■ **Exercise aim**
Begin at the line containing "Target: stainless steel microwave" and copy each line exactly through the end of the records, leaving out what comes before.

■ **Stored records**
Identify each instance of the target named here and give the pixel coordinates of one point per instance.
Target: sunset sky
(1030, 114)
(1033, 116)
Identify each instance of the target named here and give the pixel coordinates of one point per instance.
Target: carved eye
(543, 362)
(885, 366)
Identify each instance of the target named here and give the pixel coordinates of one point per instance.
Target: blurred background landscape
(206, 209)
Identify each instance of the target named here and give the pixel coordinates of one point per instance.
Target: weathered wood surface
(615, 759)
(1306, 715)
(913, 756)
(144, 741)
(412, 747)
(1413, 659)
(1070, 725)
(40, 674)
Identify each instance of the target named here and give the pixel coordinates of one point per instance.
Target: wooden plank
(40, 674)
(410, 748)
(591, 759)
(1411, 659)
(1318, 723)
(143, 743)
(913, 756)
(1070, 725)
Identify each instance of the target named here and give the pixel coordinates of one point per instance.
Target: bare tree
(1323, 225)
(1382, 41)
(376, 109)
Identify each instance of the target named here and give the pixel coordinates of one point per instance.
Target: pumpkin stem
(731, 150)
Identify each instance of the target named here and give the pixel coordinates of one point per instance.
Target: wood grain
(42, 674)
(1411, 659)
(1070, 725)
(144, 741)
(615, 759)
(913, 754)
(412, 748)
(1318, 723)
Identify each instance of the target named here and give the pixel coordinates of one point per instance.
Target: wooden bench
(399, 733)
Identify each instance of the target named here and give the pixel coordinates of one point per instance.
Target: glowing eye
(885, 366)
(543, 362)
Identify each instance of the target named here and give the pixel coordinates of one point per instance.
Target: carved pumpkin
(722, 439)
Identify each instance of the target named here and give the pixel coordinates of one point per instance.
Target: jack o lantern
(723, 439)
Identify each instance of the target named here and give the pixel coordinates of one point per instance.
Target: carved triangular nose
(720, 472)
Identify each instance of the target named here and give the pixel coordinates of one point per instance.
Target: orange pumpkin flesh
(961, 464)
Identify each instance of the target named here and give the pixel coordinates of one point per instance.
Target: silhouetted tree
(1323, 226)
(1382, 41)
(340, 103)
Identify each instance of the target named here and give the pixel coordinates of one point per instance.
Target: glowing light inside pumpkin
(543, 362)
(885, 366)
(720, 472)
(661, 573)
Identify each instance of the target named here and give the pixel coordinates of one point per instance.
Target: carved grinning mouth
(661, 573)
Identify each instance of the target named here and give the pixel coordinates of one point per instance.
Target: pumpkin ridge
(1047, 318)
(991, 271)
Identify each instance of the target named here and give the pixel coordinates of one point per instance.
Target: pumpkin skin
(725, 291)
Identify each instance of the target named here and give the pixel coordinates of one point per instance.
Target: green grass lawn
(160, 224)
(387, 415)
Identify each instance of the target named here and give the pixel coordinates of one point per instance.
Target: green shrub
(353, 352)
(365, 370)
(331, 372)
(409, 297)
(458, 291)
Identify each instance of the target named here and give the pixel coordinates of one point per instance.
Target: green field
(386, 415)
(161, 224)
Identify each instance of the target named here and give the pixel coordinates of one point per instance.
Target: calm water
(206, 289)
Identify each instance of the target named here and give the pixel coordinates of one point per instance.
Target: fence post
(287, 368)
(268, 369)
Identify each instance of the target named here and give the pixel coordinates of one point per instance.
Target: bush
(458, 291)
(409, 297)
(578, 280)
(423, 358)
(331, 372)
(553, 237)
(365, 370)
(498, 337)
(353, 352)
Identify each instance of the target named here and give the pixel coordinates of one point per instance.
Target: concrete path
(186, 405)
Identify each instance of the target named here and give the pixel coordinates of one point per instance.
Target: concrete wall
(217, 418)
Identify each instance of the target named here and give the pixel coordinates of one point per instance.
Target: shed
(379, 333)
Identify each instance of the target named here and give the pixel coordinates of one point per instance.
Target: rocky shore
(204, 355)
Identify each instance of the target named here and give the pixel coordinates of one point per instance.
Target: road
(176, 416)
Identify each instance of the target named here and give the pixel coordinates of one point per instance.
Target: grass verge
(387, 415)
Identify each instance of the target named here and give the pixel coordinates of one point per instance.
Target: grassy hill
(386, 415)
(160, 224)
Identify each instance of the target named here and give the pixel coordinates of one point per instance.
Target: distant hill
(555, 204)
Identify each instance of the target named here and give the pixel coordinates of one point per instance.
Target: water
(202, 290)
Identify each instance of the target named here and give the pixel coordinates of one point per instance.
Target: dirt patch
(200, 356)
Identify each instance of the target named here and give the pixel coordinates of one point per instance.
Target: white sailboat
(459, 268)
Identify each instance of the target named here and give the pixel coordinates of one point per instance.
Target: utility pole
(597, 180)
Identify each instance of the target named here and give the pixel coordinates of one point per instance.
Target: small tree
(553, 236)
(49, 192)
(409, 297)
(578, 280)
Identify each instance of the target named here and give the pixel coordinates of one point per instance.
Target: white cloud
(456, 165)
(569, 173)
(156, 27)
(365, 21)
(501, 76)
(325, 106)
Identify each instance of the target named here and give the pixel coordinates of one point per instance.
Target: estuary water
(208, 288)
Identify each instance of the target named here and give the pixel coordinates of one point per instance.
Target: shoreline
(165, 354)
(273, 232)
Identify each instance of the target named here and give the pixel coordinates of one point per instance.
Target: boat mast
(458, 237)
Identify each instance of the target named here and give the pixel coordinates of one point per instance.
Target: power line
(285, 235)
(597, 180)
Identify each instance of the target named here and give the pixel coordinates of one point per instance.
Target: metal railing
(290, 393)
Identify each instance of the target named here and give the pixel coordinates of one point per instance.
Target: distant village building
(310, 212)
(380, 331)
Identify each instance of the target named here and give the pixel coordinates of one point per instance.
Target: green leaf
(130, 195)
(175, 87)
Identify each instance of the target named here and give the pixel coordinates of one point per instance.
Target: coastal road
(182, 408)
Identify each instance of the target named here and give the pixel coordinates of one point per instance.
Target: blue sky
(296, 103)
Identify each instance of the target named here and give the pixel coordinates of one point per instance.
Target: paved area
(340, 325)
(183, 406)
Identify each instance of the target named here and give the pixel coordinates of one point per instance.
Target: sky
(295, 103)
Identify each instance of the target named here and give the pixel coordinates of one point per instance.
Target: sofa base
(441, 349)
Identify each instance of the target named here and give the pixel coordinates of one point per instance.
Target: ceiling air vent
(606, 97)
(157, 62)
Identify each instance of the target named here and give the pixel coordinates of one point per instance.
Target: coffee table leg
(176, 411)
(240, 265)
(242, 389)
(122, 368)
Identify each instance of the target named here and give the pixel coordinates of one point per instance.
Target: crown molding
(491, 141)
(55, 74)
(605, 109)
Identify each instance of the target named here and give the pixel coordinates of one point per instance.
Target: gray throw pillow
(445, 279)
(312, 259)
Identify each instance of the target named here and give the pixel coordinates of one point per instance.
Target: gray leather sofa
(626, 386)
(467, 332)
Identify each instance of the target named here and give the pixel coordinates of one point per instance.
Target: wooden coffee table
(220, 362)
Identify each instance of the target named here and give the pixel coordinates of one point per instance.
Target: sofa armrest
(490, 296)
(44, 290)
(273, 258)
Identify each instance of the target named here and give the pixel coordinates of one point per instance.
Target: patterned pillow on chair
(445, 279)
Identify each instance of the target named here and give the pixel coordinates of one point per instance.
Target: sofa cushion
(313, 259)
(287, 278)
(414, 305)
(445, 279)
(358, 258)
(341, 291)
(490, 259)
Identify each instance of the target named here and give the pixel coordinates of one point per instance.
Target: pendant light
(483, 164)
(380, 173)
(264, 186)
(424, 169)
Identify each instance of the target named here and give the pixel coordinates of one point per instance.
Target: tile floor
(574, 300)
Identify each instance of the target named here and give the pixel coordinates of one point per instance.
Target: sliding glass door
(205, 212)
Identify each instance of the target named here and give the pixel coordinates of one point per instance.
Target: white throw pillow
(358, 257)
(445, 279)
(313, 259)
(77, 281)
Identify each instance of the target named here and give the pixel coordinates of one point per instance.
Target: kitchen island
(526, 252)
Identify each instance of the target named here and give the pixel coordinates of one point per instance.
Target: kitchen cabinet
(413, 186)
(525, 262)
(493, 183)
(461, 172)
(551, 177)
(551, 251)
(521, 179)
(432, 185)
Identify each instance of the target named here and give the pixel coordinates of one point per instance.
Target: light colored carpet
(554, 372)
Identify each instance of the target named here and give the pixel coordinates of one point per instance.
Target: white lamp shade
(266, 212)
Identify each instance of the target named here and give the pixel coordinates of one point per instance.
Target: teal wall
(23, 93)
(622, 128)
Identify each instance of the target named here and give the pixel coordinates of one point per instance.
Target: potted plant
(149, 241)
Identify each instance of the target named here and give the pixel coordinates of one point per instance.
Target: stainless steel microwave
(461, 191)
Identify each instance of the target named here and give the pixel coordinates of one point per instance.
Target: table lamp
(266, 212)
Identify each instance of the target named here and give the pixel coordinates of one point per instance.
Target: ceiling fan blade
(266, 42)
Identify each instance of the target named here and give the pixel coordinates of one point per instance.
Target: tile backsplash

■ **Answer section**
Target: stainless steel microwave
(461, 191)
Identify each instance of the target named here and give the pixel coordinates of one point per instance.
Target: table lamp
(266, 212)
Identify each instance of the target named here and give the pixel coordinates of one point per instance.
Target: ceiling fan blade
(266, 42)
Identify each instance of the target named here and give the pixel coordinates of one point per instance.
Target: tile backsplash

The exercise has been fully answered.